>>>

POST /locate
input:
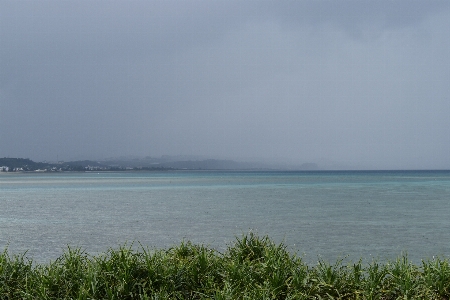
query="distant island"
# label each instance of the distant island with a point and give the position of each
(162, 163)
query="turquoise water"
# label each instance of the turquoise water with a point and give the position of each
(341, 214)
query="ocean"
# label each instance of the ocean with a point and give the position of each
(328, 215)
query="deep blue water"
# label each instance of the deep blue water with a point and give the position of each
(333, 214)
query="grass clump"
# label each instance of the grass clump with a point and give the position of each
(252, 267)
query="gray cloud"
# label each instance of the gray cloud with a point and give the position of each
(354, 82)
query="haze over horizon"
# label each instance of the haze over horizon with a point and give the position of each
(360, 84)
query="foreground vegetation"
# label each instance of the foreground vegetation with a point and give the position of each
(252, 268)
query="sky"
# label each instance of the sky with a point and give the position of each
(351, 84)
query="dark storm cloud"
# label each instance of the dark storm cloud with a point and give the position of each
(357, 82)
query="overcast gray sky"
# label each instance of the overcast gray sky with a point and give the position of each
(354, 83)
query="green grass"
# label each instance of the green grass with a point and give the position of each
(251, 268)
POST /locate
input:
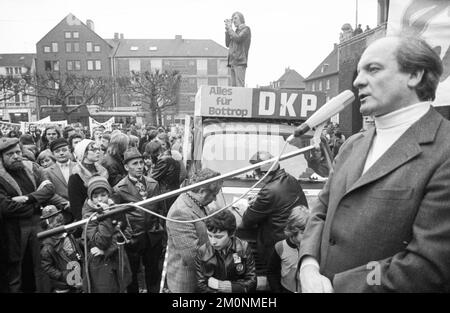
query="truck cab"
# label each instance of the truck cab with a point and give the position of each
(231, 124)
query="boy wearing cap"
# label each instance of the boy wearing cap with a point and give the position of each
(147, 231)
(61, 255)
(108, 270)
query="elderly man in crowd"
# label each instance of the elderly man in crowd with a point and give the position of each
(382, 222)
(185, 238)
(22, 192)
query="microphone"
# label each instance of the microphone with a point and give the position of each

<<<

**Exercise**.
Apart from the pictures, the entries above are to be repeated in full and exactly.

**Answer to the task**.
POST /locate
input:
query="distant island"
# label each instance of the distant island with a point and give the position of each
(162, 163)
query="turquoise water"
# label each instance of the turquoise water with a point and give the position of each
(341, 214)
query="ocean"
# label each instance of the ocean with a point and give the position of each
(328, 215)
query="deep blue water"
# label each instance of the deep blue water with a point and give the position of each
(333, 214)
query="grass clump"
# label each instance of the grass clump with a point and give the position of each
(252, 267)
query="gray cloud"
# label each instance of the gray cloud with a point and give the position of each
(354, 82)
query="haze over horizon"
# label each instance of the haze over horizon with a point and give the position of each
(360, 84)
query="foreground vegetation"
# label each instance of the foreground vegetation with a point and give the position of each
(252, 268)
query="sky"
# label each instance of the sky with a point and give the position of each
(351, 84)
query="dark storm cloud"
# label each instance of the dark storm cloud with a point and give the position of each
(357, 82)
query="overcast gray sky"
# label each instance of the overcast gray sky with a point and give the position of each
(354, 83)
query="green grass"
# label each instance of the green grass with a point and give the position of each
(251, 268)
POST /locate
input:
query="truck cab"
# label each instance of the truck cab with a point and give the position of each
(231, 124)
query="boy wearing cap"
# label each instance of the boy wearing cap with a point and give the position of each
(147, 231)
(61, 255)
(108, 270)
query="elderly man in crowd"
# label each instance of the elderly man in crowd with a point and give the position of each
(382, 222)
(185, 238)
(22, 192)
query="microphone"
# label each instance of the microphone with a point and give the position of each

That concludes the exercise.